+++ DATA LISTING +++

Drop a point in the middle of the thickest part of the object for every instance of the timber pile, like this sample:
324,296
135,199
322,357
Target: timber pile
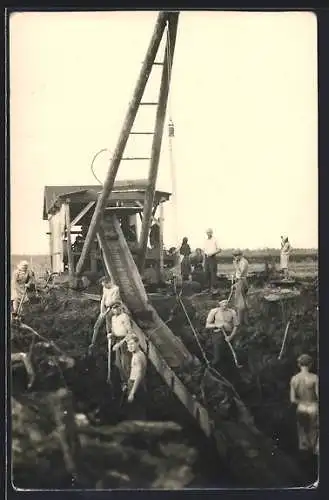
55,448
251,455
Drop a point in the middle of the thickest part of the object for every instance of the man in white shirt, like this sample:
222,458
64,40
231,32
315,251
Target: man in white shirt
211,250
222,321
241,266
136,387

+++
+++ DATA LISTING +++

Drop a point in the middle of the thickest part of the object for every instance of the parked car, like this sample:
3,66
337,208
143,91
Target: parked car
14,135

+++
+++ DATA LISTING +++

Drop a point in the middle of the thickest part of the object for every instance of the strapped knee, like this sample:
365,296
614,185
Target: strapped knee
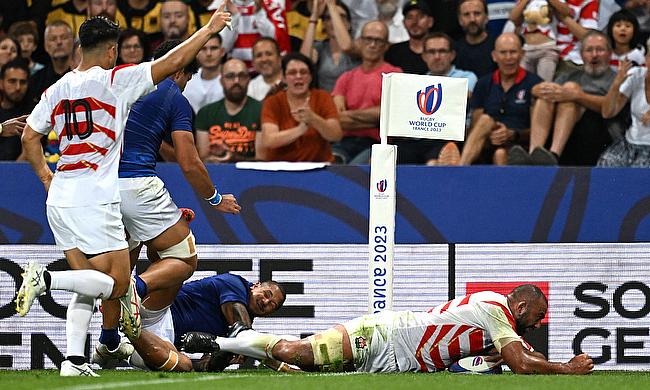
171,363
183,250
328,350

+++

_TASK BRIEF_
Report every line of the data above that contains the string "shirt", matching case exactly.

_ANSWER_
Drop a point in the middle of the thickest part of the object for every instance of the man in white shirt, like this sample:
Target: man in white shirt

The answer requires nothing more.